O que fazer: Transcreva sem nenhuma alteração, no trecho sobre favorecimento real e receptação, tudo desde "TJDF - APELAÇÃO" até "O RECURSO. UNÂNIME.".

Trecho mostrado:
TACRSP - "As figuras do favorecimento real e da receptação dolosa, embora mantenham certas semelhanças, diferem no tocante ao dolo. Para a receptação é preciso que o auxílio praticado o seja no sentido de conseguir vantagem para si ou para outrem que não seja o criminoso. No favorecimento, o agente não visa um proveito econômico, mas tão-somente beneficiar o criminoso". (JTACRIM 71/377)

TACRSP - "Se o agente não visa a um proveito econômico próprio ou de terceiro, mas, sim a assegurar o proveito do autor do furto, a figura delituosa desloca-se da receptação dolosa para o favorecimento real". (RT 573/400).

TJDF - APELAÇÃO CRIMINAL : APR 1680896 DF

Relator(a): RIBEIRO DE SOUSA

Julgamento: 05/12/1996

Órgão Julgador: 1ª Turma Criminal

Publicação: DJU 02/04/1997 Pág. : 5.458

Ementa - Penal - processo penal - receptação - desclassificação para o delito de favorecimento real.

Não se caracteriza o delito de favorecimento real, se o agente visa proveito econômico próprio. Indícios concludentes e seguros conduzem à certeza de que o apelante era conhecedor da origem criminosa da res. Acórdão PROVER, EM PARTE, O RECURSO. UNÂNIME.

TJSC - Apelacao Criminal: ACR 347767 SC 1988.034776-7

Parte: Apelante: Claudio Antonio Folador

Parte: Apelada: A Justiça, por seu Promotor

Relator(a): Rogerio Lemos

Julgamento: 16/11/1990

Órgão Julgador: Segunda Câmara Criminal

Publicação: DJJ: 8.155DATA: 20/12/90PAG: 13

Ementa - Apelação criminal. Condenação por receptação dolosa. Denúncia que narra o crime de favorecimento real. Desclassificação. Recurso provido parcialmente.

Se o agente, motorista de táxi, mesmo pressentindo tratar-se de produto de furto, aceita efetuar o transporte, bem como de seus autores, presta-lhes auxílio a tornar seguro o proveito de crime, pratica o delito de favorecimento real.

TACRIM-SP — AC — Relator Ricardo Andreucci — JUTACRIM 90/388 O favorecimento real supõe, para sua configuração, que o agente ponha o bem fora de perigo, garantindo o proveito do crime praticado por terceiro.

"Pratica o crime de favorecimento real aquele que, fora dos casos de co-autoria ou receptação, presta auxílio a infrator para tornar seguro o proveito da transgressão, não obstante ter sido a ajuda em proveito de menor inimputável". (STF — HC — Relator Néri da Silveira — JUTACRIM 96/429).

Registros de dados

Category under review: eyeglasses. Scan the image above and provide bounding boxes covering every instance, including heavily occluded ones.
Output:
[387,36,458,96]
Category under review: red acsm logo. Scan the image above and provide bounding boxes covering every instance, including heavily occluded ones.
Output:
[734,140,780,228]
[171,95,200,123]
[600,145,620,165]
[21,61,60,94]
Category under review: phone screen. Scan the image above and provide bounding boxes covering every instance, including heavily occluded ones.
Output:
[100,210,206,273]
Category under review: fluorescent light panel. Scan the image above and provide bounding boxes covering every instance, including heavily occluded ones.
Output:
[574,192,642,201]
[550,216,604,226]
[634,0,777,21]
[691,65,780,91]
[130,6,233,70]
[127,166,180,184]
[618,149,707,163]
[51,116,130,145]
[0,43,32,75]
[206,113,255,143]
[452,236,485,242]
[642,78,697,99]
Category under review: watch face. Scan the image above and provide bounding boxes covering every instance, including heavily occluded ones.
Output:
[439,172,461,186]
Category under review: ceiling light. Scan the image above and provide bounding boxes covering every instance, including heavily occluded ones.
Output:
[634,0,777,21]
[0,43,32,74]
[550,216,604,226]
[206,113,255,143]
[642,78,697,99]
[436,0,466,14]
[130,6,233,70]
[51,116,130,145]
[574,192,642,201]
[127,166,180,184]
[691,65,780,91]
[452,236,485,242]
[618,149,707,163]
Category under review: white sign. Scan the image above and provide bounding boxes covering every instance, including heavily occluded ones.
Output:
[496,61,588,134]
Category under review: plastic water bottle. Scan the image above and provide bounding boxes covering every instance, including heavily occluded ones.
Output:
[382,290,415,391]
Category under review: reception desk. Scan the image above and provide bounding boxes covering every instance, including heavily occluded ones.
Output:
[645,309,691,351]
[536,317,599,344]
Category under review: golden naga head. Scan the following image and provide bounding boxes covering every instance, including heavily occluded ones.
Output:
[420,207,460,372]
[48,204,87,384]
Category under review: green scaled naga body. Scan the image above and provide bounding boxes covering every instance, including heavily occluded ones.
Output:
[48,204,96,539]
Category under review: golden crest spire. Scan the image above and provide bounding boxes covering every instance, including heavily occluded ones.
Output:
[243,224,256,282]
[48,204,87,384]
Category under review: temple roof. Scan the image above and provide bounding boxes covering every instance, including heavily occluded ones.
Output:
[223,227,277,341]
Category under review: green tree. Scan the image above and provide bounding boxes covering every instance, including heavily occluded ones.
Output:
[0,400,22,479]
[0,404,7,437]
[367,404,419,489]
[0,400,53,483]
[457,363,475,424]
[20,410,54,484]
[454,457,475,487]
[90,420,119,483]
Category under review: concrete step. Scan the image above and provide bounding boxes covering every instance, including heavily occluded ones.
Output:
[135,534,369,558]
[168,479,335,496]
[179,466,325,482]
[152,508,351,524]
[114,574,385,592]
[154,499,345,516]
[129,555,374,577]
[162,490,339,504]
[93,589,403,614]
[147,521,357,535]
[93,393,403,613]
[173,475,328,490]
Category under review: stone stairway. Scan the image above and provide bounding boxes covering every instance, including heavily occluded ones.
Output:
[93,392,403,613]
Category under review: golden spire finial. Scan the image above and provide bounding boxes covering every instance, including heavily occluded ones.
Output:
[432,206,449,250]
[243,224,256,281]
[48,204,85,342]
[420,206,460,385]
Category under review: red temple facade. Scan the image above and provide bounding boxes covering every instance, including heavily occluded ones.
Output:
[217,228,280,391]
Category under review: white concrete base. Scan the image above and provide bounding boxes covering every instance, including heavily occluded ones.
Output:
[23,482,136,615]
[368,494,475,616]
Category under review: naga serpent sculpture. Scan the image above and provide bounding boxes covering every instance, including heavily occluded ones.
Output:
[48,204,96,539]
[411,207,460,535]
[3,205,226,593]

Solução:
TJDF - APELAÇÃO CRIMINAL : APR 1680896 DF

Relator(a): RIBEIRO DE SOUSA

Julgamento: 05/12/1996

Órgão Julgador: 1ª Turma Criminal

Publicação: DJU 02/04/1997 Pág. : 5.458

Ementa - Penal - processo penal - receptação - desclassificação para o delito de favorecimento real.

Não se caracteriza o delito de favorecimento real, se o agente visa proveito econômico próprio. Indícios concludentes e seguros conduzem à certeza de que o apelante era conhecedor da origem criminosa da res. Acórdão PROVER, EM PARTE, O RECURSO. UNÂNIME.